══ Zitierter Auszug

Ungefähr 5 jahre später ist dann, als ich endlich mit g. in der badewanne saß (ihre eltern in urlaub), der volle aschenbecher in die badewanne gefallen und alles schwamm zwischen uns. Dabei hatte ich mir den abend ganz anders vorgestellt. Das kichern war damals weit wichtiger, als ein unbeholfener beischlaf. Sage ich heute.

Die kunst ist irgendwie halbtot, sie muss sich erst wieder mit dem kakaoleben verquicken. Das tut sie gerade, behutsam (immerhin gibt es wichtigeres, als die kunst). Aber erstmal saftig. Geradezu ergötzen! Ich kenne einen, der heißt götz. Er hat einen zungenfehler: er nennt sich ‚götchsch’. Seine eltern haben ihm diesen namen gegeben, sie hätten ihn auch kurt oder arndt nennen können, aber da wussten sie ja auch noch nichts von seinem zungenfehler (tchungenfehler). Solche sachen. Als wir, er, götchsch und der tierarztkumpel und ich, auf dem neckar rudern waren, da kamen drei große siebzehnjährige in einem anderen boot und haben uns mit ihrem einen ruder nassgespritzt. Daraufhin haben wir sie natürlich auch mit dem einen ruder nassgespritzt. Daraufhin haben sie unser boot geentert, götz geohrfeigt, woraufhin seine brille ins wasser fiel und der tierarztkumpel und ich rettungstätig wurden, der tierarztkumpel dergestalt, dass er an land rannte, um hilfe zu holen und ich, empört wie ich war, dem götzohrfeiger ebenfalls eine ohrfeige rechts verpasste. Im selben moment wusste ich, dass das ein fehler gewesen war. ich rannte noch um mein leben, aber der 17-jährige erwischte mich an der böschung zur brücke und bog mir die finger um (so dass es knackste) und schlug mir ins gesicht. oben auf der brücke die desinteressierten passanten, ach, hätte ich wenigstens unter ihre weiten röcke geschaut, aber die nase tat zu sehr weh. Ich hatte also zurückgespuckt, zwar ohne chance, aber ich bin bis heute stolz darauf. Götzens brille haben wir nie wiedergefunden, ebenso wenig die damaligen täter. Den bootsverleih interessierten die vorgänge nicht, das hatte der tierarztkumpel herausbekommen, als er schnaufend zurückkehrte und mich mit blutender nase, götz mit fehlender brille, uns alle jedoch auch seelisch wohlbehalten vorfand. Wir schworen uns irgendetwas grundsätzliches ob dieser ungerechtigkeiten.

════
══ Vorliegende Einträge

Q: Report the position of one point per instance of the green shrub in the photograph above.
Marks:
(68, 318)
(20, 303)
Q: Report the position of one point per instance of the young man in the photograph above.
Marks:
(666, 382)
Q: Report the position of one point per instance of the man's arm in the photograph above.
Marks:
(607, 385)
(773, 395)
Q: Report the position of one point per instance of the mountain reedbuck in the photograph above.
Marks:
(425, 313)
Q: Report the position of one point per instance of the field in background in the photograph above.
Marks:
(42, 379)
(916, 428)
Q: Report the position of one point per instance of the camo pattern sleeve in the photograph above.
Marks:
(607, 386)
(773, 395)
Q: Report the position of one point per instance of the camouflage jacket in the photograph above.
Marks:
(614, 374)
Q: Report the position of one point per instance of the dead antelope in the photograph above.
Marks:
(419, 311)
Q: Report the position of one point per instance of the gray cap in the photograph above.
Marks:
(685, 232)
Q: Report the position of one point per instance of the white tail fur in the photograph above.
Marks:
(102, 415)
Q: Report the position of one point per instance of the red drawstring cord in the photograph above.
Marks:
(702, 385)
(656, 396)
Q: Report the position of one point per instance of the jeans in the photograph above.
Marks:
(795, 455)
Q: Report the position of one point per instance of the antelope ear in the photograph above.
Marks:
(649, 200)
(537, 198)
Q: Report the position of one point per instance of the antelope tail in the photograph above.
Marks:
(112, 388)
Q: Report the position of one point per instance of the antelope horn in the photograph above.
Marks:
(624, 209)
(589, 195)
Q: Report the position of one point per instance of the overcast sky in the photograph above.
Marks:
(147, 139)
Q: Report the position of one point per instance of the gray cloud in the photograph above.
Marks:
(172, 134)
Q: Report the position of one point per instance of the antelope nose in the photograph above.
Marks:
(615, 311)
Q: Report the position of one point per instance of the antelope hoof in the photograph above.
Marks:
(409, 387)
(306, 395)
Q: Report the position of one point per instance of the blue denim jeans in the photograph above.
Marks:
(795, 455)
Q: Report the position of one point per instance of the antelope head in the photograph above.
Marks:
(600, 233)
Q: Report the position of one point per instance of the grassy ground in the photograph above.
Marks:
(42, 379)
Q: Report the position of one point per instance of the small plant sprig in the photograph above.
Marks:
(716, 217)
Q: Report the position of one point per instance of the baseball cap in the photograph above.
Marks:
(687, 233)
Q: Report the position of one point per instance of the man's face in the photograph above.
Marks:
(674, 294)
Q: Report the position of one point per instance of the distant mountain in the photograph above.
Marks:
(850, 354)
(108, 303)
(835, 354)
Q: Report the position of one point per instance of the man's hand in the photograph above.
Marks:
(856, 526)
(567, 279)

════

## Zu erledigen
**1.** Auf welchem Fluss waren die Freunde im Auszug rudern?
**2.** Zähle bitte, in wie vielen Zeilen der Auflistung das Wort „mountain“ vorkommt, und nenne nur die Zahl.
Der Auszug und die Auflistung haben inhaltlich nichts miteinander zu tun.

## Gelöste Aufgaben
**1.** Auf dem Neckar.

**2.** 2